_記事:_
産経社説も「おかしい」と批判する施政方針演説

1月21日付の産経新聞の社説(主張)も安倍首相の施政方針演説を「おかしい」と批判する。

「政治や行政への不信を招く問題もそうである。カジノを含む統合型リゾート施設(IR)事業をめぐる汚職事件や昨年10月に公選法違反疑惑で辞任した元閣僚2人らの問題、『桜を見る会』をめぐるずさんな公文書管理への言及を避けたのはおかしい。扱いを誤れば国民の不信が一層増し、国政の停滞を招く。首相はもっと丁寧に国会や国民に語りかけるべきだ」

前述したように、沙鴎一歩は一連の事件や問題について安倍首相が言及しなかったのは、故意的で異常だと思う。不信が増大すれば、国政は停滞する。

しかし産経社説の次の冒頭部分を読むと、その主張が偏っていないかとの懸念も抱く。

「だが、国の基本に関わる皇位の安定継承問題への言及はなく、安全保障の根幹をなす対中政策についての説明は不十分だった。極めて残念だ。国会での活発な論議が必要である」

_練習問題 1:_
上の記事を、最初から最後まで一字も変えずに書き写してください。

_記録データ:_
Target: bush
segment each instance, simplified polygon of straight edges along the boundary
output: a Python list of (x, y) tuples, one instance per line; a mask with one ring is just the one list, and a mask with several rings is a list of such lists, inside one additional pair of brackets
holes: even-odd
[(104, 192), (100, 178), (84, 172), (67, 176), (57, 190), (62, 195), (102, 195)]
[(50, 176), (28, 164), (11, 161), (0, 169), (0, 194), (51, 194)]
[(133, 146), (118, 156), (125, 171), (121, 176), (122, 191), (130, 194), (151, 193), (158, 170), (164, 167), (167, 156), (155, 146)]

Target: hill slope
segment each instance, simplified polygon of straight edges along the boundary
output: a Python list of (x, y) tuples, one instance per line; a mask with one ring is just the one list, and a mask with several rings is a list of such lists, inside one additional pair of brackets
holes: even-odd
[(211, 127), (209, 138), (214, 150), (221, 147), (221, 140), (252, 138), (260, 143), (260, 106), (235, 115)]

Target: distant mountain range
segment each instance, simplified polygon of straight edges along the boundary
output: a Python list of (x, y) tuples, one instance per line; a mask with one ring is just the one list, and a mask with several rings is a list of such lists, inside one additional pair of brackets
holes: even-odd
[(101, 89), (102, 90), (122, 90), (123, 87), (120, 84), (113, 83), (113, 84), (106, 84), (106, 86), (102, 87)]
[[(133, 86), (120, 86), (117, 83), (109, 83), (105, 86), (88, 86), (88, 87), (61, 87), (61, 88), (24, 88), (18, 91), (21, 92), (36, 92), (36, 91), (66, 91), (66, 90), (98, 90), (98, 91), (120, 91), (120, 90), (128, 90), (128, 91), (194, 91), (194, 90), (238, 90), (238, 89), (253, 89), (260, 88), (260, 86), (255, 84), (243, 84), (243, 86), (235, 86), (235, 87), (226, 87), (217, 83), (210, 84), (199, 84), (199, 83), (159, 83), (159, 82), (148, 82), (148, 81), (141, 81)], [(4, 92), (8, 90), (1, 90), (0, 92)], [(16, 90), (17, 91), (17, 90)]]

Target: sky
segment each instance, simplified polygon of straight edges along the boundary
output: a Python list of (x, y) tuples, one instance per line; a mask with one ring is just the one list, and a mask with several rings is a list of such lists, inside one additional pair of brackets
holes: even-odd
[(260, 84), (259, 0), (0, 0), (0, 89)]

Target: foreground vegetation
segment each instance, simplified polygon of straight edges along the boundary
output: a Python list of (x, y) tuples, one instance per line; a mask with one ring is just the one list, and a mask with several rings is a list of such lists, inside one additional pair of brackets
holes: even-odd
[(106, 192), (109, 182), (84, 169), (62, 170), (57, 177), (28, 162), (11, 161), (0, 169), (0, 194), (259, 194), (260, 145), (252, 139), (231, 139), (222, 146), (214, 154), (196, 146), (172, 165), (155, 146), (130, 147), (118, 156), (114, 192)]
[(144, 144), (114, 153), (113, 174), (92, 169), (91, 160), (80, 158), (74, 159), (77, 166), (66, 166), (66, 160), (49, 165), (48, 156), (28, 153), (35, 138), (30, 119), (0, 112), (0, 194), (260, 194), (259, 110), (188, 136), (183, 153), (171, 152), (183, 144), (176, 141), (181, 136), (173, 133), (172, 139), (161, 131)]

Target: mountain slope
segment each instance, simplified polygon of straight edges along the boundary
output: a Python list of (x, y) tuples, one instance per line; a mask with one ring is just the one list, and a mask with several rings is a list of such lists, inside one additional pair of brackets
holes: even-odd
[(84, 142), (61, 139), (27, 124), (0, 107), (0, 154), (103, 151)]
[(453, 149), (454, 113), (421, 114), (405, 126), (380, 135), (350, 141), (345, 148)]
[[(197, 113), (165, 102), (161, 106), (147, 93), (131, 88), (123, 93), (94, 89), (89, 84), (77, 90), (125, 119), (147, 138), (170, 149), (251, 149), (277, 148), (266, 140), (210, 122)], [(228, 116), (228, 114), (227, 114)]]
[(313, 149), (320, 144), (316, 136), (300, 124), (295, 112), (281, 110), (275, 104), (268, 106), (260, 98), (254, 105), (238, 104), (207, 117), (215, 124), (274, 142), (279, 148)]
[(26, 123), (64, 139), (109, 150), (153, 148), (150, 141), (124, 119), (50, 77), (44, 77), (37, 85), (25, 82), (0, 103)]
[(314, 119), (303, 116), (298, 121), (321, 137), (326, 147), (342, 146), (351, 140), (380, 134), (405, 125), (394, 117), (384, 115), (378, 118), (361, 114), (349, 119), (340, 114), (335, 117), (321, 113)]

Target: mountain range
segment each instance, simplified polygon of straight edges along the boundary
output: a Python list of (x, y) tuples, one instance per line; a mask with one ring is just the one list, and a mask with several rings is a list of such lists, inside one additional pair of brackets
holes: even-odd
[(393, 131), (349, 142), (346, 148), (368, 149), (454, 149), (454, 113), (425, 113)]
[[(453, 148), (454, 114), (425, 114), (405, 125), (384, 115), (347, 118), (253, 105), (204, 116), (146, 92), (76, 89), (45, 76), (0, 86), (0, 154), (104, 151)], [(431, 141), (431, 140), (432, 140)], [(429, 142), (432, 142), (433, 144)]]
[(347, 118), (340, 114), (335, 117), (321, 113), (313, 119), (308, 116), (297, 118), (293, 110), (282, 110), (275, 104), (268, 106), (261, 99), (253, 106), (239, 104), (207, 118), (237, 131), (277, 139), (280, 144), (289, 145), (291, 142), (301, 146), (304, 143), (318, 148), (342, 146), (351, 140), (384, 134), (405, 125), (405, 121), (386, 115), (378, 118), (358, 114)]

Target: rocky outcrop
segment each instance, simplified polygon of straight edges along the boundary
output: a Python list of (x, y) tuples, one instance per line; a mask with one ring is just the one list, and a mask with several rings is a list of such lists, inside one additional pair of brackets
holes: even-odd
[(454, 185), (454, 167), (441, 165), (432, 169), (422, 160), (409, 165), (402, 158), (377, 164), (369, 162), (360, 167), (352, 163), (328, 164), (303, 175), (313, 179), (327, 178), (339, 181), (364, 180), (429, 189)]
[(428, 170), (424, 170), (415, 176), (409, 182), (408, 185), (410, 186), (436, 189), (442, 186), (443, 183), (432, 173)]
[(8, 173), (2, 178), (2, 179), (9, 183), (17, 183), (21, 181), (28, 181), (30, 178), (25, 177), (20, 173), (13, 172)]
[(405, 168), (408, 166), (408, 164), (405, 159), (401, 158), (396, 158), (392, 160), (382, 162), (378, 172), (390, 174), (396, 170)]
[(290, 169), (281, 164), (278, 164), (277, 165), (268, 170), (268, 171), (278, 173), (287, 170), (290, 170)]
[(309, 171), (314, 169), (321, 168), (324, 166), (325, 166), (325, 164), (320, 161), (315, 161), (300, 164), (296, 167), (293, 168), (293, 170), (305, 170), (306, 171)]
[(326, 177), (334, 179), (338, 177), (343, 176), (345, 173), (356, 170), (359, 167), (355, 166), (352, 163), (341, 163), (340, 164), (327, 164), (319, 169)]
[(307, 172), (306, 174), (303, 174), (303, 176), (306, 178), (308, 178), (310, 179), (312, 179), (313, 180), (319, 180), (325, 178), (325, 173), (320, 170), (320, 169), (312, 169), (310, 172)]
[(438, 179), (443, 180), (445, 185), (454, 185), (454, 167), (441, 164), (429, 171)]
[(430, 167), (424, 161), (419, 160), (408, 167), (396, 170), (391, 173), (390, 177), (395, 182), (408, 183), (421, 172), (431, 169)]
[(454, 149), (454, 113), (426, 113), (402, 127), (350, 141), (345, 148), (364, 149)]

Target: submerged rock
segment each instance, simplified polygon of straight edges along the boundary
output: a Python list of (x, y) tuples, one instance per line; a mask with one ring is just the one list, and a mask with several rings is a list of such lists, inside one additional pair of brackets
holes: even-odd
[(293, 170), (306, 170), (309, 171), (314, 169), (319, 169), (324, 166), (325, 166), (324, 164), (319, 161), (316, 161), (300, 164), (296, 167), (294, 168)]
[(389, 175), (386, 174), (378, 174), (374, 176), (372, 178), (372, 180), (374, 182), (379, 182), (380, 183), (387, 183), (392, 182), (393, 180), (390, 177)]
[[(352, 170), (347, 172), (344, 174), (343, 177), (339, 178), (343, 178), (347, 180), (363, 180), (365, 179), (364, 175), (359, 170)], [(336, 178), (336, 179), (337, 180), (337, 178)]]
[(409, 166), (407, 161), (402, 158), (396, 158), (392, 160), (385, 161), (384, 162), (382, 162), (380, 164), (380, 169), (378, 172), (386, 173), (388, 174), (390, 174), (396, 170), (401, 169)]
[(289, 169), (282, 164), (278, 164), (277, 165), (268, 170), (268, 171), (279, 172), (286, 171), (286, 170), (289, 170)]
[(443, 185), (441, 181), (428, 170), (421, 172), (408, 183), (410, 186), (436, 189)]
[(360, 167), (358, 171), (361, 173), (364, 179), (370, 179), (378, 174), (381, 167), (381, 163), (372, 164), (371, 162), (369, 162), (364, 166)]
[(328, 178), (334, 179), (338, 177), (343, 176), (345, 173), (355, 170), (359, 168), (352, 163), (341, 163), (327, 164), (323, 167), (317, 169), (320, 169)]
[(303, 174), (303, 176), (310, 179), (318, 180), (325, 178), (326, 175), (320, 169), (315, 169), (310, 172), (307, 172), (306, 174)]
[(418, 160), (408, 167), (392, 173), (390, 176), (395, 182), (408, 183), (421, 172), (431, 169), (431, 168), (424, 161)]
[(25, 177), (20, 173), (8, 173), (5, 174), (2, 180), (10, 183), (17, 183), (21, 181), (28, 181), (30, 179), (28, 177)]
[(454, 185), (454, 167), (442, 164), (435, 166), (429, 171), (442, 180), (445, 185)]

_練習問題 2:_
上の一覧から、「Target: sky」を含む行から「[(260, 84), (259, 0), (0, 0), (0, 89)]」を含む行まで(両端の行も含む)だけを、指示の行もふくめてもう一度書き出してください。その際、答えの行にある座標の数にはすべて-99を足してください。

_解答 1:_
産経社説も「おかしい」と批判する施政方針演説

1月21日付の産経新聞の社説(主張)も安倍首相の施政方針演説を「おかしい」と批判する。

「政治や行政への不信を招く問題もそうである。カジノを含む統合型リゾート施設(IR)事業をめぐる汚職事件や昨年10月に公選法違反疑惑で辞任した元閣僚2人らの問題、『桜を見る会』をめぐるずさんな公文書管理への言及を避けたのはおかしい。扱いを誤れば国民の不信が一層増し、国政の停滞を招く。首相はもっと丁寧に国会や国民に語りかけるべきだ」

前述したように、沙鴎一歩は一連の事件や問題について安倍首相が言及しなかったのは、故意的で異常だと思う。不信が増大すれば、国政は停滞する。

しかし産経社説の次の冒頭部分を読むと、その主張が偏っていないかとの懸念も抱く。

「だが、国の基本に関わる皇位の安定継承問題への言及はなく、安全保障の根幹をなす対中政策についての説明は不十分だった。極めて残念だ。国会での活発な論議が必要である」

_解答 2:_
Target: sky
segment each instance, simplified polygon of straight edges along the boundary
output: a Python list of (x, y) tuples, one instance per line; a mask with one ring is just the one list, and a mask with several rings is a list of such lists, inside one additional pair of brackets
holes: even-odd
[(161, -15), (160, -99), (-99, -99), (-99, -10)]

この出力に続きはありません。